(Source data)
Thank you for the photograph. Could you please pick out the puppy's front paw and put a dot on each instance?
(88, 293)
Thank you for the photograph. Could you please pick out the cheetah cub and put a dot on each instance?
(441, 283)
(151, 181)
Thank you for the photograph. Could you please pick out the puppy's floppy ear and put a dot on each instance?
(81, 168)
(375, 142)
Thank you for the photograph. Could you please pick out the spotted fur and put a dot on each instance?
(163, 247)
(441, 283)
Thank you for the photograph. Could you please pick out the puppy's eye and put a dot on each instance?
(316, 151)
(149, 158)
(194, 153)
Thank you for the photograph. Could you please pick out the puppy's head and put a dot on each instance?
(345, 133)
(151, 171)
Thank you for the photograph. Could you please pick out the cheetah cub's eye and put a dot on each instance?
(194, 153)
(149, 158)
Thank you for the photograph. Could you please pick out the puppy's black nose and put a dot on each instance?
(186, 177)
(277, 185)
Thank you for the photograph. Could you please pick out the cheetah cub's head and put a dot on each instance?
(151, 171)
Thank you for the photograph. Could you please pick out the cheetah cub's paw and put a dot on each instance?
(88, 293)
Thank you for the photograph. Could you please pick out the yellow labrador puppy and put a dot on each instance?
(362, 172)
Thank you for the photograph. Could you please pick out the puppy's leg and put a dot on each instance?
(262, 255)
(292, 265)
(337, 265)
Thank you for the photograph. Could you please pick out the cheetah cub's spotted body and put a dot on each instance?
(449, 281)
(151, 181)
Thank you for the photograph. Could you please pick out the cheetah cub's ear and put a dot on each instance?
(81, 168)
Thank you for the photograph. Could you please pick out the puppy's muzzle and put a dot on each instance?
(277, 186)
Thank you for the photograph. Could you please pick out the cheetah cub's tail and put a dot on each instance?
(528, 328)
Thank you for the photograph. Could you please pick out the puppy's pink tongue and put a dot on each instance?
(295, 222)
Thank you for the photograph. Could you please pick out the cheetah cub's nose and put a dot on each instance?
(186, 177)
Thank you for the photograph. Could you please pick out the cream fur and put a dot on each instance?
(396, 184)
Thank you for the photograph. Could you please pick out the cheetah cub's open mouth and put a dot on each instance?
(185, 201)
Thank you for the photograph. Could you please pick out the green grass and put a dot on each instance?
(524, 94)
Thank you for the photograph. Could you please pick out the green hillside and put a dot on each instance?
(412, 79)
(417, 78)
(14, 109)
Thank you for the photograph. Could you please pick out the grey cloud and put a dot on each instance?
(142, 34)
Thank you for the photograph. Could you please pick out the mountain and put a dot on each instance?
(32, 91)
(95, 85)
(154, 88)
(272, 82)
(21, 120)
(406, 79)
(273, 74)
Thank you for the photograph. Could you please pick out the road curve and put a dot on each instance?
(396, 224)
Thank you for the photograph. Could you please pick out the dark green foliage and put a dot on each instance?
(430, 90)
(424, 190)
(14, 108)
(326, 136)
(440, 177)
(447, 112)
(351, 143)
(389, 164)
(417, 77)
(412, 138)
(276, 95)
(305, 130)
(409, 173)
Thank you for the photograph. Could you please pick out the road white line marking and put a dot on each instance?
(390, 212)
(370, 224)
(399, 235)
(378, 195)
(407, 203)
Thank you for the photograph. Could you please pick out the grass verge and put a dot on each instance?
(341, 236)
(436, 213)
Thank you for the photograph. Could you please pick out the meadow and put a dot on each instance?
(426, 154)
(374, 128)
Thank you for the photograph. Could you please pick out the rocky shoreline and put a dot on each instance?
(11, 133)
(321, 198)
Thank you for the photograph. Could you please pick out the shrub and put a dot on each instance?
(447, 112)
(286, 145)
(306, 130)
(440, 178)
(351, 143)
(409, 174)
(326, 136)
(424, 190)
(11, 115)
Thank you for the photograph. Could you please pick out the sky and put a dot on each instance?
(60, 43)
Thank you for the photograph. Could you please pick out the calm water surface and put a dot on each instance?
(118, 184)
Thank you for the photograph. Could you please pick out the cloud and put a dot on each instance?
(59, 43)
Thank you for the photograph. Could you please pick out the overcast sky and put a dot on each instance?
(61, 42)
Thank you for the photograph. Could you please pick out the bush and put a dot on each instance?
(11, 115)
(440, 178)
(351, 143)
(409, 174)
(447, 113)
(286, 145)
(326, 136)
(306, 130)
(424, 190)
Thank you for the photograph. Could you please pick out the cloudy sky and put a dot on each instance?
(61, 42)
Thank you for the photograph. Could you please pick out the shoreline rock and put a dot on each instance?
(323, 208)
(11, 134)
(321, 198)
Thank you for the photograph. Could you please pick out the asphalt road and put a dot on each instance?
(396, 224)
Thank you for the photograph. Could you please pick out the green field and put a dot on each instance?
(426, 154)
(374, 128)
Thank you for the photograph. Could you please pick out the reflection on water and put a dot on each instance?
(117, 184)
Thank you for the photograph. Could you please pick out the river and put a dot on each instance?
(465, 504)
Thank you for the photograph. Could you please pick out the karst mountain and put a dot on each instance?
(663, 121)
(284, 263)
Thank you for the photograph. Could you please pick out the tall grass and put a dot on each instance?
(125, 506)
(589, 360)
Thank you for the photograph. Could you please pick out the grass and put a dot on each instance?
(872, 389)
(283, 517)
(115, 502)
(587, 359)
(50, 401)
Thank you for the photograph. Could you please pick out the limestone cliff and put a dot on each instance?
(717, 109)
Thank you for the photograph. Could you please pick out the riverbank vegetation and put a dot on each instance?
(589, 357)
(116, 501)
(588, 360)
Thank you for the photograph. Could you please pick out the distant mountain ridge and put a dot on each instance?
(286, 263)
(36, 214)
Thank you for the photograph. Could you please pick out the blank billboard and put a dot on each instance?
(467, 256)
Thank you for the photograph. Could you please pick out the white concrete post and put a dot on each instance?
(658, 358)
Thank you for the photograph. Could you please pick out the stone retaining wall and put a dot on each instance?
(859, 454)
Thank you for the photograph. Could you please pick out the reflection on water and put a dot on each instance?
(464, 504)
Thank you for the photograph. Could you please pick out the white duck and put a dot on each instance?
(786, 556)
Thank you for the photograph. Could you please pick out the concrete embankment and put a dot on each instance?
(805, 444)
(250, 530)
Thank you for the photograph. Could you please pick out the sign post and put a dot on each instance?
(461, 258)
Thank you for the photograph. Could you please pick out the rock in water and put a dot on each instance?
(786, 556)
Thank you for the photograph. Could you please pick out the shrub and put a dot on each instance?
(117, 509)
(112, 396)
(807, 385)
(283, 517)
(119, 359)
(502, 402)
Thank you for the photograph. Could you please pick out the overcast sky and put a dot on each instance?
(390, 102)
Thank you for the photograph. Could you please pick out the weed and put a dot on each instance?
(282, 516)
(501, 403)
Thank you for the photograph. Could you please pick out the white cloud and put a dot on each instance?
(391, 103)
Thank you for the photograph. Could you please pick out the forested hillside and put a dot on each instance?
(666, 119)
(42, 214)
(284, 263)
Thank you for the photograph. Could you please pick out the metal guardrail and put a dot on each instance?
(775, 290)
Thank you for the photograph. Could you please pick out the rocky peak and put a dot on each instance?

* Exercise aim: Output the complete data exactly as written.

* Response to this exercise:
Thank you for the photograph. Could you please pick out the puppy's front paw and put a dot on each instance?
(88, 293)
Thank you for the photograph. Could you please pick out the cheetah cub and put a dot on each instance?
(441, 283)
(151, 181)
Thank you for the photograph. Could you please pick out the puppy's floppy ear and put a dot on each instance?
(81, 168)
(375, 142)
Thank you for the photograph. Could you please pick out the spotted fur and put a dot on each instance?
(163, 247)
(441, 283)
Thank you for the photograph. Could you please pick out the puppy's eye and put a dot on each instance?
(316, 151)
(149, 158)
(194, 153)
Thank you for the photograph. Could you please pick out the puppy's head and put a dot on each instance?
(345, 133)
(151, 171)
Thank you for the photograph. Could you please pick out the cheetah cub's eye and put a dot on each instance?
(194, 153)
(149, 158)
Thank you for the photograph. Could you please pick out the puppy's black nose and put a dot on each instance?
(186, 177)
(277, 185)
Thank you for the photograph. Could you please pick out the cheetah cub's head and put a dot on each instance?
(151, 171)
Thank you for the photograph. Could you please pick out the cheetah cub's paw and put a dot on each instance?
(88, 293)
Thank you for the photograph. Could you please pick out the yellow labrador puppy and put a dot on each instance?
(362, 172)
Thank you for the photograph. Could you please pick out the puppy's leg and put a dot on each instance?
(262, 255)
(292, 265)
(337, 265)
Thank you for the photograph. Could you please pick out the cheetah cub's spotted body and put a dot on each instance?
(449, 281)
(151, 181)
Thank you for the photograph. Could you please pick out the cheetah cub's ear and put a dot on each instance?
(81, 168)
Thank you for the photograph. Could you please pick out the puppy's muzzle and put a dot on each instance?
(277, 186)
Thank you for the photograph. Could you please pick out the cheetah cub's tail and put a dot on each instance?
(528, 328)
Thank you for the photograph. Could you please pick out the puppy's pink tongue and put a dot on each instance?
(295, 222)
Thank you for the photograph. Could you please pick out the cheetah cub's nose and put a dot on each instance?
(186, 177)
Thank you for the photograph. Could you please pick out the cream fur and put a dot on each instance?
(396, 184)
Thank you for the photograph. Could you please pick out the cheetah cub's open mouth and put a dot on each instance?
(185, 201)
Thank you for the photograph. Could you please pick out the green grass and put a dot on each instance?
(524, 94)
Thank you for the photograph. Could you please pick out the green hillside and put a dot on each instance?
(412, 79)
(417, 78)
(14, 109)
Thank you for the photograph. Could you please pick out the grey cloud and put a dot on each instance?
(142, 34)
Thank you for the photograph. Could you please pick out the mountain and put a dot on each instance?
(32, 91)
(95, 85)
(154, 88)
(272, 82)
(21, 120)
(406, 79)
(273, 74)
Thank you for the photograph. Could you please pick out the road curve and put a dot on each instance?
(396, 224)
Thank you for the photograph. Could you please pick out the dark green foliage and put a dot on each instance?
(430, 90)
(424, 190)
(14, 108)
(326, 136)
(440, 177)
(447, 112)
(351, 143)
(389, 164)
(417, 77)
(412, 138)
(276, 95)
(305, 130)
(409, 173)
Thank you for the photograph. Could you please pick out the road white line marking and put a dot on each instance?
(390, 212)
(370, 224)
(399, 235)
(378, 195)
(407, 203)
Thank you for the photograph. Could you please pick out the grass verge and put a dot on each instance?
(341, 236)
(436, 213)
Thank you for the photograph. Could you please pick out the meadow and put a dot on each instance?
(426, 154)
(374, 128)
Thank you for the photograph. Could you please pick out the rocky shoreline and put a dot on each instance?
(11, 133)
(321, 198)
Thank you for the photograph. Could you please pick out the shrub and put a dot on each instance?
(447, 112)
(286, 145)
(306, 130)
(440, 178)
(351, 143)
(409, 174)
(326, 136)
(424, 190)
(11, 115)
Thank you for the photograph. Could you please pick out the sky and put a dot on each instance?
(60, 43)
Thank you for the photograph. Could you please pick out the calm water surface and put a dot on each instance?
(118, 184)
Thank you for the photograph. Could you please pick out the cloud and put a dot on each instance?
(59, 43)
Thank you for the photograph. Could you please pick out the overcast sky and put a dot on each instance?
(61, 42)
Thank you for the photograph. Could you please pick out the bush and put a dot on each instance?
(11, 115)
(440, 178)
(351, 143)
(409, 174)
(447, 113)
(286, 145)
(326, 136)
(306, 130)
(424, 190)
Thank you for the photograph. Could you please pick out the cloudy sky and put a dot on each instance?
(61, 42)
Thank you for the photograph. Could you please pick out the shoreline rock and put a dot on each instance?
(323, 208)
(11, 134)
(321, 198)
Thank you for the photograph. Could you please pick out the asphalt road and put a dot on each instance?
(396, 224)
Thank you for the photograph. Could you please pick out the green field and put a dot on each instance?
(426, 154)
(374, 128)
Thank you for the photograph. Could you please pick out the reflection on water and put a dot on each instance?
(117, 184)
Thank you for the photograph. Could you please pick out the river and put a dot on each instance?
(465, 504)
Thank you for the photograph. Could you please pick out the karst mountain and put a dot on each instance?
(663, 121)
(284, 263)
Thank you for the photograph. Could you please pick out the tall grass and put a dot on each instance?
(125, 506)
(589, 360)
Thank you for the photograph. Could you please pick out the grass and put a dot on each instance?
(872, 389)
(283, 517)
(115, 502)
(587, 359)
(50, 401)
Thank you for the photograph. Could you please pick out the limestone cliff and put a dot on each instance?
(717, 109)
Thank you for the photograph. Could you please pick out the riverbank vegetation and put a dot on each instance?
(589, 357)
(116, 501)
(588, 360)
Thank you for the photograph. Could you please pick out the distant mountain ridge and put a dot on each instance?
(286, 263)
(36, 214)
Thank you for the photograph. Could you please pick out the blank billboard and put a dot on each instance?
(467, 256)
Thank you for the photograph. Could you please pick out the white concrete post and put a dot on each instance?
(658, 358)
Thank you for the photograph. Could you please pick out the stone retaining wall and put a dot on each instance?
(859, 454)
Thank you for the photograph. Could you please pick out the reflection on water and put a dot on each instance?
(464, 504)
Thank you for the photograph. Could you please pick out the white duck and put a dot on each instance?
(786, 556)
Thank you for the photograph. Could you please pick out the concrete embankment and put a dot on each instance?
(805, 444)
(250, 530)
Thank you for the photograph. Could you please pick out the sign post and put a dot on each instance?
(461, 258)
Thank you for the photograph. Could you please pick out the rock in water and put a dot on each instance?
(786, 556)
Thank you for the photograph. Could you please pick out the shrub and put a dot on each instance?
(117, 509)
(112, 396)
(807, 385)
(283, 517)
(119, 359)
(502, 402)
Thank you for the photograph. Could you please pick out the overcast sky and put a dot on each instance?
(390, 102)
Thank you for the photograph. Could you please pick out the weed and put a dot on each instance?
(282, 516)
(501, 403)
Thank you for the photograph. Could you please pick out the white cloud and put a dot on each instance?
(391, 103)
Thank you for the photograph. Could you please pick out the forested hillside and put a dot on each instance?
(666, 119)
(42, 214)
(284, 263)
Thank you for the photograph. Could you please pick out the metal guardrail and put a dot on each instance?
(775, 290)
Thank you for the photograph. Could you please pick out the rocky peak and put a dot on each instance?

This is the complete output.